Your instructions:
Rewrite the items below as a Markdown table with two columns, Row and Line. Give each non-blank line its own row, numbered in order.

Input:
--------------------------------

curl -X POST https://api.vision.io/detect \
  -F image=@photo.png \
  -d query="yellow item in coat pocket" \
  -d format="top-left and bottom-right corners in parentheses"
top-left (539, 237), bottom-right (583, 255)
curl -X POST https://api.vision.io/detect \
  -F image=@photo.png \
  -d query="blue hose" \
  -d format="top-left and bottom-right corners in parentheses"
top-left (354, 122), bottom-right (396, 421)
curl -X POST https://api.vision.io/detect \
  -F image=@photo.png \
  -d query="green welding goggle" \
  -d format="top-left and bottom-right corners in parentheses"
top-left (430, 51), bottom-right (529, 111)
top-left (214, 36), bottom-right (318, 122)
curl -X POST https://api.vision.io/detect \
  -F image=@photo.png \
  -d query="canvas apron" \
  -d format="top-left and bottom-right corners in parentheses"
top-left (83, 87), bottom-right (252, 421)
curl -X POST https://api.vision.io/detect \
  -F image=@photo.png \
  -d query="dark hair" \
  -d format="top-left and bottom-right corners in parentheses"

--------------------------------

Task answer:
| Row | Line |
|---|---|
| 1 | curl -X POST https://api.vision.io/detect \ |
| 2 |   -F image=@photo.png \ |
| 3 |   -d query="yellow item in coat pocket" \ |
| 4 |   -d format="top-left and bottom-right corners in parentheses" |
| 5 | top-left (539, 237), bottom-right (583, 255) |
| 6 | curl -X POST https://api.vision.io/detect \ |
| 7 |   -F image=@photo.png \ |
| 8 |   -d query="blue hose" \ |
| 9 |   -d format="top-left and bottom-right corners in parentheses" |
| 10 | top-left (354, 122), bottom-right (396, 421) |
| 11 | curl -X POST https://api.vision.io/detect \ |
| 12 |   -F image=@photo.png \ |
| 13 |   -d query="green welding goggle" \ |
| 14 |   -d format="top-left and bottom-right corners in parentheses" |
| 15 | top-left (430, 51), bottom-right (529, 111) |
| 16 | top-left (214, 36), bottom-right (318, 122) |
| 17 | curl -X POST https://api.vision.io/detect \ |
| 18 |   -F image=@photo.png \ |
| 19 |   -d query="canvas apron" \ |
| 20 |   -d format="top-left and bottom-right corners in parentheses" |
| 21 | top-left (83, 87), bottom-right (252, 421) |
| 22 | curl -X POST https://api.vision.io/detect \ |
| 23 |   -F image=@photo.png \ |
| 24 |   -d query="dark hair" \ |
| 25 |   -d format="top-left and bottom-right corners in parentheses" |